= Brano =

++++++++++++++++++++

Questa richiesta, secondo me, non va intesa, come interpreta il Card. Müller nell’intervista concessa ad Andrea Tornelli[2], come «messa in stato di accusa», ossia come atto di carattere giuridico, dato che Mons. Viganò, come ex-Nunzio, sa benissimo che il diritto canonico non consente di muover causa al Papa, poiché egli, come Capo della Chiesa, non può esser giudicato da nessuno (can. 1404).
Il tono delle parole di Viganò nei confronti del Papa non è quello di chi si pone sul piano dei rapporti di giustizia penale e chiede che sia fatta giustizia, perché chi dovrebbe far giustizia è proprio, nell’ipotesi, il reo che dev’essere giudicato, ossia il Sommo Pontefice, cosa che, come ho detto, è vietata dal diritto canonico.
Viganò, anche per il recente esempio di Benedetto XVI, sa benissimo che se il diritto prevede la possibilità che un Papa dia le dimissioni, queste devono essere decise liberamente dallo stesso dimissionario. Ed immagino che egli abbia pensato che, se ha dato le dimissioni un degnissimo Papa come Benedetto, a ben maggior ragione dovrebbe farlo Papa Francesco.

++++++++++++++++++++

= Dati di origine =

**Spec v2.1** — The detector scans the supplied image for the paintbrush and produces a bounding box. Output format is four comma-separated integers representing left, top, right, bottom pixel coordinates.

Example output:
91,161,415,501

++++++++++++++++++++

= Esercizio 1 =
Stampa senza modifiche la parte del brano su Viganò che si apre con le parole contenenti "Viganò, anche per" e si chiude con "farlo Papa Francesco.".
= Esercizio 2 =
Secondo il brano su Viganò, quale canone stabilisce che il Papa non può essere giudicato da nessuno?
= Esercizio 3 =
Riprendi il brano su Viganò e le dimissioni del Papa dal punto in cui si interrompe e proseguilo.

= Risultato 1 =
Viganò, anche per il recente esempio di Benedetto XVI, sa benissimo che se il diritto prevede la possibilità che un Papa dia le dimissioni, queste devono essere decise liberamente dallo stesso dimissionario. Ed immagino che egli abbia pensato che, se ha dato le dimissioni un degnissimo Papa come Benedetto, a ben maggior ragione dovrebbe farlo Papa Francesco.

= Risultato 2 =
Il canone 1404.

= Risultato 3 =
Quindi, se è vero che nessuno può mettere in stato d’accusa un Pontefice, non è vero, come dice il Card. Müller, che Viganò neppure abbia il diritto morale di chiedere a un Papa di dimettersi, perché un Papa può benissimo dimettersi, se accetta l’invito. In linea di principio può farlo benissimo; starà poi al Papa accettare o non accettare.
Non serve, quindi, fare un dramma su Viganò per la semplice sua richiesta. Potrà essere discutibile o anche inopportuna; ma nessuna disposizione canonica impedisce di farla, perché nel caso di Viganò si è trattato di una richiesta morale di ravvedimento da fratello e fratello.
Egli infatti – come appare evidente da tutto il tono dello scritto – non è stato mosso tanto dal voler far giustizia, quanto piuttosto da una grande caritàper laChiesa,per il Papae per le anime. Semmai si potrebbe tentare di indurre il Papa al ravvedimento, per un’altra via, per esempio più sullo stile cateriniano dell’esortazione o della supplica.
È chiaro che per i modernisti e gli adulatori del Papa, Francesco, giudicato pastore esemplare, grande profeta e riformatore, rivoluzionario ed iniziatore di una svolta epocale, parlare, per il Papa, di «ravvedimento» è un’offesa. Gli altri devono ravvedersi, ma non lui.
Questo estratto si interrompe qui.